**WHAT NEEDS TO BE DONE**
According to the ticket text, which array types does the discussion apply to?

____ TEXT EXCERPT

Opened 11 years ago

Closed 7 years ago

#650 closed merge (fixed)

Improve interaction between mutable arrays and GC

Reported by: simonmar Owned by: igloo
Priority: normal Milestone: 6.12.2
Component: Runtime System Version: 6.4.1
Keywords: Cc: dons, ertai, ganesh, sclv, blarsen
Operating System: Unknown/Multiple Architecture: Unknown/Multiple
Type of failure: Runtime performance bug Test Case:
Blocked By: Blocking:
Related Tickets: Differential Rev(s):
Wiki Page:

Description (last modified by simonmar)

This is the result of a discussion between myself and Simon PJ a few weeks ago, inspired by recent discoveries of poor performance with mutable arrays (eg. see Data.Hash discussion on glasgow-haskell-users around October 2005).

Note that all this applies to mutable arrays of pointers, i.e. IOArray and STArray, not to unboxed arrays, i.e. IOUArray and STUArray.

Current implementation

There are two primitive types: MutArray# and Array#. We convert between them with:

   unsafeFreezeArray# :: MutArr# s a -> State# s -> (# State# s, Array# a #)

________
____ GIVEN RECORDS

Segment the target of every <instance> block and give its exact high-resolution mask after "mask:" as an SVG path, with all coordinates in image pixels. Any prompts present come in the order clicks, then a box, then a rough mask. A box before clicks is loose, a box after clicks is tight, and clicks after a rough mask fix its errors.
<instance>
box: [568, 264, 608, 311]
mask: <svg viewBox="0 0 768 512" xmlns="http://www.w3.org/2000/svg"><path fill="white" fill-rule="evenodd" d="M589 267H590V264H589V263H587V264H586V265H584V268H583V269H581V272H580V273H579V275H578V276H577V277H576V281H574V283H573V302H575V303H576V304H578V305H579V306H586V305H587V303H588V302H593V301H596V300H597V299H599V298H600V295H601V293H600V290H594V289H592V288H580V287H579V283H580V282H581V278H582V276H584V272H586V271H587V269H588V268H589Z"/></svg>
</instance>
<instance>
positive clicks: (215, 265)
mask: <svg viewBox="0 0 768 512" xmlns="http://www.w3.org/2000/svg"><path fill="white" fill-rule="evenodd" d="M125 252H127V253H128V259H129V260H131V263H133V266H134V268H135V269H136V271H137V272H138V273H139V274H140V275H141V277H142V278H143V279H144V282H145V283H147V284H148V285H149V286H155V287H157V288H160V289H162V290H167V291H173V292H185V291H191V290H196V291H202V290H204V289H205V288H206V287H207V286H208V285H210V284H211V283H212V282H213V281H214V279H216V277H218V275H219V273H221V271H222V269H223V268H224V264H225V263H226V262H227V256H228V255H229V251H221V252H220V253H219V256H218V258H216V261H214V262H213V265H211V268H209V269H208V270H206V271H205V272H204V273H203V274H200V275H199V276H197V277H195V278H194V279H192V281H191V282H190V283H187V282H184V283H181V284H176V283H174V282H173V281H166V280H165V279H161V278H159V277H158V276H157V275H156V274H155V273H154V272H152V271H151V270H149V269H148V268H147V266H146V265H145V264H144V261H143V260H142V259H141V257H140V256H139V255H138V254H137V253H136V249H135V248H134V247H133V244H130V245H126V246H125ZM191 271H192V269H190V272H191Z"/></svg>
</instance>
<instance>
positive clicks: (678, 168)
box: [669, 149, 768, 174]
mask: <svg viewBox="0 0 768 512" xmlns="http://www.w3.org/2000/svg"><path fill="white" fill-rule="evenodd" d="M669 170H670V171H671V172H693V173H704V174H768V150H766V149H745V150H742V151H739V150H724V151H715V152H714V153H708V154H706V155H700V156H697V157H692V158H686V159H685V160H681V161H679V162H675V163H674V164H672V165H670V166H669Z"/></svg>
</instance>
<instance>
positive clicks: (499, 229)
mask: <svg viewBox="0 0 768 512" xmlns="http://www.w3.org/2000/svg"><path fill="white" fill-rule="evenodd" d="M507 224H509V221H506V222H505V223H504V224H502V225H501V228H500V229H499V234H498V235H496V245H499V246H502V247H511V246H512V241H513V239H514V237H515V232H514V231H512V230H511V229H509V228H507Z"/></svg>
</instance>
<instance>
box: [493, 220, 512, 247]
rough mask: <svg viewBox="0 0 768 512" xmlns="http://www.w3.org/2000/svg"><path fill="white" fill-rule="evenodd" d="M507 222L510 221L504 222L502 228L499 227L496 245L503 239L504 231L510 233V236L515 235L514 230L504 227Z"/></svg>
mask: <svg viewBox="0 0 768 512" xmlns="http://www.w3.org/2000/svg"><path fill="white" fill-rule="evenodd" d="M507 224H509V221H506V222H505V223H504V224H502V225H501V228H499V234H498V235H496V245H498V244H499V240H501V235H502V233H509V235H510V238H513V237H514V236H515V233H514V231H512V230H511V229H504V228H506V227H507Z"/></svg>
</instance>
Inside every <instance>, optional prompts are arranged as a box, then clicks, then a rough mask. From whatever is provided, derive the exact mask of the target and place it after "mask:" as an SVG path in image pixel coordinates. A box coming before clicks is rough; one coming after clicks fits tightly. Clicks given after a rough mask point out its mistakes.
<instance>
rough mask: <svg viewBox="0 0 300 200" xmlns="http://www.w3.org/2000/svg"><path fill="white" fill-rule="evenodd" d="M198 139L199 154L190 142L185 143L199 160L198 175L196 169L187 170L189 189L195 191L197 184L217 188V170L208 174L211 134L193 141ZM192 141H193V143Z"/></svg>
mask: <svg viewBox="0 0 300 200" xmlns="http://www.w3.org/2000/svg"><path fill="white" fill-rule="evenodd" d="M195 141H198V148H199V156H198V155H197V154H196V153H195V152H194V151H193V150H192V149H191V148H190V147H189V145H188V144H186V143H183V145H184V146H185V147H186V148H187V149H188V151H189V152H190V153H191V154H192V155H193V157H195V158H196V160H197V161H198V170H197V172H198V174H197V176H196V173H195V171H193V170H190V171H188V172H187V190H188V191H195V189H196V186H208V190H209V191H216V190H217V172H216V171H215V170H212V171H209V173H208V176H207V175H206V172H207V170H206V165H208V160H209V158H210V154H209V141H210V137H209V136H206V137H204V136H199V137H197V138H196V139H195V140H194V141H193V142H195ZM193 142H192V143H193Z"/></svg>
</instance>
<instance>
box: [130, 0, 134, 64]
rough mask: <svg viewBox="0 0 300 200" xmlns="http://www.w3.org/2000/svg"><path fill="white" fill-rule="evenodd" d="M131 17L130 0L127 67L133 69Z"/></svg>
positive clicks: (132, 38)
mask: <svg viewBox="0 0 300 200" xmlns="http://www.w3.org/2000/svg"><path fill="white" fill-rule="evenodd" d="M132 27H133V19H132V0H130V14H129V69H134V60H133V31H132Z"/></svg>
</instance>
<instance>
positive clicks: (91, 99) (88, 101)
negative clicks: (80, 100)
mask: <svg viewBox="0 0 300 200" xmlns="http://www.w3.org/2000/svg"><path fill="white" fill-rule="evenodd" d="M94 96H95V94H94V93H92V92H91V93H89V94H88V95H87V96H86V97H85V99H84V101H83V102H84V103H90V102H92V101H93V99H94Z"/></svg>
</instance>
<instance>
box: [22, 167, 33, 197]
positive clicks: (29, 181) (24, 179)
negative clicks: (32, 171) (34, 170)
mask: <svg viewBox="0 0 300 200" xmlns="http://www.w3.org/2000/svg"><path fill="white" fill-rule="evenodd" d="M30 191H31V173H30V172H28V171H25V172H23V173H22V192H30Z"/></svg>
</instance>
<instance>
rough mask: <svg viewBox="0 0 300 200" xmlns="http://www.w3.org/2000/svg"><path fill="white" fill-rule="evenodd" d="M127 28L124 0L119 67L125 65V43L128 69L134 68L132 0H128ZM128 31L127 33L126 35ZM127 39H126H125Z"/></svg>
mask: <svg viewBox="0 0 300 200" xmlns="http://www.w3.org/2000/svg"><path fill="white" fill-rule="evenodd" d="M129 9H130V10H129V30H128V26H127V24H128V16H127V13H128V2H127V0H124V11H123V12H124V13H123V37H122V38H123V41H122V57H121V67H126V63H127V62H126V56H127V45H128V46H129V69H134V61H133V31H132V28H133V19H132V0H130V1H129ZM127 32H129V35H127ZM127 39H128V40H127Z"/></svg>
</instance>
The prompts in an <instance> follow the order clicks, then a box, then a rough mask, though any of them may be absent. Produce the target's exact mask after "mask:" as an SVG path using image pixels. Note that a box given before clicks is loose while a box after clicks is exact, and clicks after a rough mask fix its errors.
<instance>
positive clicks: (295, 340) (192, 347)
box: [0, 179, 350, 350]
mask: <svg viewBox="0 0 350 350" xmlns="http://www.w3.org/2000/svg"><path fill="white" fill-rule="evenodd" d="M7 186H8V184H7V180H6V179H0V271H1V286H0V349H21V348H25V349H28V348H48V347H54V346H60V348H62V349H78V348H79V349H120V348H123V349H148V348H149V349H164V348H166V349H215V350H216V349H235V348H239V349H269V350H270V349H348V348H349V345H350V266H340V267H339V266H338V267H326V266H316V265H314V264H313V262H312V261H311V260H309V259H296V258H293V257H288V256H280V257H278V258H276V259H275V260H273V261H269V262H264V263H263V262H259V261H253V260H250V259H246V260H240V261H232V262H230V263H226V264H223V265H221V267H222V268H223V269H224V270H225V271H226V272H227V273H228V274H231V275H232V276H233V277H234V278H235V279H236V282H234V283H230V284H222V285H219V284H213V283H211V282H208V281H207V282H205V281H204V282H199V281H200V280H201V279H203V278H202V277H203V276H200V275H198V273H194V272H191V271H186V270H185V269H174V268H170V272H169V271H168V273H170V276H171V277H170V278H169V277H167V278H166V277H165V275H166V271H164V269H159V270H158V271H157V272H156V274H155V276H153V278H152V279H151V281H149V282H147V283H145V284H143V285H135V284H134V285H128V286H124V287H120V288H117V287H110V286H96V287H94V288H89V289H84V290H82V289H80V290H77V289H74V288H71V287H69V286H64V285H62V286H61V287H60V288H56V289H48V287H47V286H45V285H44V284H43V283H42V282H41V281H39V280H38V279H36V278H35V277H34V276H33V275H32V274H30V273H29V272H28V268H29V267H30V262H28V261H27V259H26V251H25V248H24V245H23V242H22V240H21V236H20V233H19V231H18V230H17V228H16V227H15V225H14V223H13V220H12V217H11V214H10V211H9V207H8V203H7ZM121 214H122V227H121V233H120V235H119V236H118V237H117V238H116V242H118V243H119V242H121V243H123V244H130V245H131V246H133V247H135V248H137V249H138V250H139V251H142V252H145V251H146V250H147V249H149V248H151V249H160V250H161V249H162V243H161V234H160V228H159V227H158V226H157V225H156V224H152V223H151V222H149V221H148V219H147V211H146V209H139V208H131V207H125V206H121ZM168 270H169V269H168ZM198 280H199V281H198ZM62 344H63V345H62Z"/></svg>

________

**ANSWER TO THIS TASK**
It applies to mutable arrays of pointers, IOArray and STArray, not to unboxed arrays such as IOUArray and STUArray.